- [引用文]
________
労務管理などのルールづくりとコミュニケーションがポイント
次にテレワークを導入するにあたっての具体的なポイントについて紹介していきたいと思います。
テレワークを活用するにはリモート操作を行うための仕組みはもちろん、労務管理やサイバーセキュリティーに関する対策も講じなければなりません。まずリモート操作についてですが、これは自宅から事務所のパソコンやサーバーを操作し、その中にあるデータを閲覧したり、操作したりするシステムのことです。中には「事務所のデータをノートパソコンにコピーして持ち出したほうが簡単なのではないか」と思われる方もいらっしゃるかもしれませんが、自宅のセキュリティーレベルは事務所のものよりも脆弱であるケースが多く、それが原因でノートパソコンがコンピューターウイルスに感染するリスクがあります。そして、そのノートパソコンを事務所のネットワークにつなぐことで、今度は事務所全体にウイルスが拡散してしまうこともあるので、テレワーク時の作業は原則的にリモート操作を活用し、事務所内のパソコンやサーバーにアクセスして行うようにしたほうがいいでしょう。
ちなみに、こうしたリモート操作を可能にするシステムについては、さまざまなタイプのものがリリースされており、いずれも比較的安価に導入することができるので、ぜひともそれらを活用してみてください。ただし、その際には必ず職員ごとに管理権限や閲覧できる範囲を設定しなければなりません。また、それと同時に誰がいつ、どのデータにアクセスしたかといった記録(ログ)を残したり、外部でそれらのデータを出力できないようにしたりしておくことも大切です。そういった設定をおろそかにすると、思わぬところで情報漏洩が生じたり、データの予期せぬ改ざんが生じたりする恐れがあるので要注意です。
________
- [データ抜粋]
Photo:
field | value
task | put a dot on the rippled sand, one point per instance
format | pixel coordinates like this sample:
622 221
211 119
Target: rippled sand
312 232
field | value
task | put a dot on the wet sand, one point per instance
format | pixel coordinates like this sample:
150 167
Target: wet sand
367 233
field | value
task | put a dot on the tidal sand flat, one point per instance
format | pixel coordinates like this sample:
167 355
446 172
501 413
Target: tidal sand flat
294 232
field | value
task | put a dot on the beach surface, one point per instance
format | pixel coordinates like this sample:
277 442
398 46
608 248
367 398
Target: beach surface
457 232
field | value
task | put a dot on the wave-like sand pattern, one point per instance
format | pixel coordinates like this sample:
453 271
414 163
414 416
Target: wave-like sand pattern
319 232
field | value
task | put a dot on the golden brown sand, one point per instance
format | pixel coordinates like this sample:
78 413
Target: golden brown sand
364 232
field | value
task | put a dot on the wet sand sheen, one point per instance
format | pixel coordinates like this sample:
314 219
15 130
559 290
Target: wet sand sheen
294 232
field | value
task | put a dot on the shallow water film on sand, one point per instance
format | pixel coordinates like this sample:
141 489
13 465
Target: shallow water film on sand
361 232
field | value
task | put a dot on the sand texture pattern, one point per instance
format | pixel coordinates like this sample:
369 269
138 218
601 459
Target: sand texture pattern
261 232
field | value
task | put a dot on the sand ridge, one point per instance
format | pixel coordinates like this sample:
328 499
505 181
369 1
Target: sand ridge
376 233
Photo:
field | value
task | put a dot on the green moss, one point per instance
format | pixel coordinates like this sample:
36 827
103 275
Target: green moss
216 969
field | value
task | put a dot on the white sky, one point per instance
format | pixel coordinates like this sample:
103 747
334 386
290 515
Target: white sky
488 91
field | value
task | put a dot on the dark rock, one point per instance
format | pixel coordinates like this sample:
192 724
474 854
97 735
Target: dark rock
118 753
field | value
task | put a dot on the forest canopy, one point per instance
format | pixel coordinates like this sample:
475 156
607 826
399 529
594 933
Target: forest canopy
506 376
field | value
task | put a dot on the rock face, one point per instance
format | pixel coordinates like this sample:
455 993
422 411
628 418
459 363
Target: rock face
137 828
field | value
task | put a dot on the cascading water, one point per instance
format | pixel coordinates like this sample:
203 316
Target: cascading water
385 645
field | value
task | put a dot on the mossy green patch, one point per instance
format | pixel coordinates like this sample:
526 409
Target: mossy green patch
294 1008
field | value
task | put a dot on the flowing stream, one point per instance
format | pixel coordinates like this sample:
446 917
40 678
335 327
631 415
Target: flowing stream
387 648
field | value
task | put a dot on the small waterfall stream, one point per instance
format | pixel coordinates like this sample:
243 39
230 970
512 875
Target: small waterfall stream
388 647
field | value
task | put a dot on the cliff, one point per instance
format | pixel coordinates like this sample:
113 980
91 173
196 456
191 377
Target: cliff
________
- [やること] 引用文によると、リモート操作のシステムを導入するときに職員ごとに必ず設定しなければならないものは何ですか。

- [解答] 管理権限と閲覧できる範囲です。